>>>

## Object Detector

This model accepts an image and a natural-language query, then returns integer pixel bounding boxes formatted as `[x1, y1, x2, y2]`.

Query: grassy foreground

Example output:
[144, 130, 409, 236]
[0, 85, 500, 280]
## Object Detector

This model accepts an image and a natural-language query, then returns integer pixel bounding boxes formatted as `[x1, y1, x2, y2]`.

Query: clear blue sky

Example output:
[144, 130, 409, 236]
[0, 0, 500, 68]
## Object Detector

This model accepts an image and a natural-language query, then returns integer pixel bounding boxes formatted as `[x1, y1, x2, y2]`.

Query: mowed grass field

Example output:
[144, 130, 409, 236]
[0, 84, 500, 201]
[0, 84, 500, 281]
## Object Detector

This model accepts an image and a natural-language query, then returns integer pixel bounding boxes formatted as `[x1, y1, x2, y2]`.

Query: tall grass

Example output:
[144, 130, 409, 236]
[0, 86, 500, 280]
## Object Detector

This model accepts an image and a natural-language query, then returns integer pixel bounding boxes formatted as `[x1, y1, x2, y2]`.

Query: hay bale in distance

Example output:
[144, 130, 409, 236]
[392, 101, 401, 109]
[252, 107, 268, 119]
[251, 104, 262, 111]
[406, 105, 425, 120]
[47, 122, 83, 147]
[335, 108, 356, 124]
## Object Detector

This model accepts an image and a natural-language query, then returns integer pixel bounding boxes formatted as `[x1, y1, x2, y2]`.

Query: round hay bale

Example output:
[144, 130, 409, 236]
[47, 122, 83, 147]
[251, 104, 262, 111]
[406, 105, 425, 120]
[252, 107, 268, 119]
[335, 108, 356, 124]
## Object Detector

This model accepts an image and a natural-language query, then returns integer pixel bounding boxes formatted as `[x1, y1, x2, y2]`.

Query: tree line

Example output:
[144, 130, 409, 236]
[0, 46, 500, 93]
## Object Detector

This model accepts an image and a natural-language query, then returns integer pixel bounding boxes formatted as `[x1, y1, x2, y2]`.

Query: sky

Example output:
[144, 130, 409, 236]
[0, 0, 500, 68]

<<<

# WHAT THE TASK ASKS:
Could you convert the records above into a Markdown table with a No. column for the row number and a Text column for each line, leaving out blank lines?

# ANSWER FOR THIS EXERCISE:
| No. | Text |
|---|---|
| 1 | ## Object Detector |
| 2 | This model accepts an image and a natural-language query, then returns integer pixel bounding boxes formatted as `[x1, y1, x2, y2]`. |
| 3 | Query: grassy foreground |
| 4 | Example output: |
| 5 | [144, 130, 409, 236] |
| 6 | [0, 85, 500, 280] |
| 7 | ## Object Detector |
| 8 | This model accepts an image and a natural-language query, then returns integer pixel bounding boxes formatted as `[x1, y1, x2, y2]`. |
| 9 | Query: clear blue sky |
| 10 | Example output: |
| 11 | [144, 130, 409, 236] |
| 12 | [0, 0, 500, 68] |
| 13 | ## Object Detector |
| 14 | This model accepts an image and a natural-language query, then returns integer pixel bounding boxes formatted as `[x1, y1, x2, y2]`. |
| 15 | Query: mowed grass field |
| 16 | Example output: |
| 17 | [144, 130, 409, 236] |
| 18 | [0, 84, 500, 201] |
| 19 | [0, 84, 500, 281] |
| 20 | ## Object Detector |
| 21 | This model accepts an image and a natural-language query, then returns integer pixel bounding boxes formatted as `[x1, y1, x2, y2]`. |
| 22 | Query: tall grass |
| 23 | Example output: |
| 24 | [144, 130, 409, 236] |
| 25 | [0, 86, 500, 280] |
| 26 | ## Object Detector |
| 27 | This model accepts an image and a natural-language query, then returns integer pixel bounding boxes formatted as `[x1, y1, x2, y2]`. |
| 28 | Query: hay bale in distance |
| 29 | Example output: |
| 30 | [144, 130, 409, 236] |
| 31 | [392, 101, 401, 109] |
| 32 | [252, 107, 268, 119] |
| 33 | [251, 104, 262, 111] |
| 34 | [406, 105, 425, 120] |
| 35 | [47, 122, 83, 147] |
| 36 | [335, 108, 356, 124] |
| 37 | ## Object Detector |
| 38 | This model accepts an image and a natural-language query, then returns integer pixel bounding boxes formatted as `[x1, y1, x2, y2]`. |
| 39 | Query: round hay bale |
| 40 | Example output: |
| 41 | [144, 130, 409, 236] |
| 42 | [47, 122, 83, 147] |
| 43 | [251, 104, 262, 111] |
| 44 | [406, 105, 425, 120] |
| 45 | [252, 107, 268, 119] |
| 46 | [335, 108, 356, 124] |
| 47 | ## Object Detector |
| 48 | This model accepts an image and a natural-language query, then returns integer pixel bounding boxes formatted as `[x1, y1, x2, y2]`. |
| 49 | Query: tree line |
| 50 | Example output: |
| 51 | [144, 130, 409, 236] |
| 52 | [0, 46, 500, 93] |
| 53 | ## Object Detector |
| 54 | This model accepts an image and a natural-language query, then returns integer pixel bounding boxes formatted as `[x1, y1, x2, y2]`. |
| 55 | Query: sky |
| 56 | Example output: |
| 57 | [144, 130, 409, 236] |
| 58 | [0, 0, 500, 68] |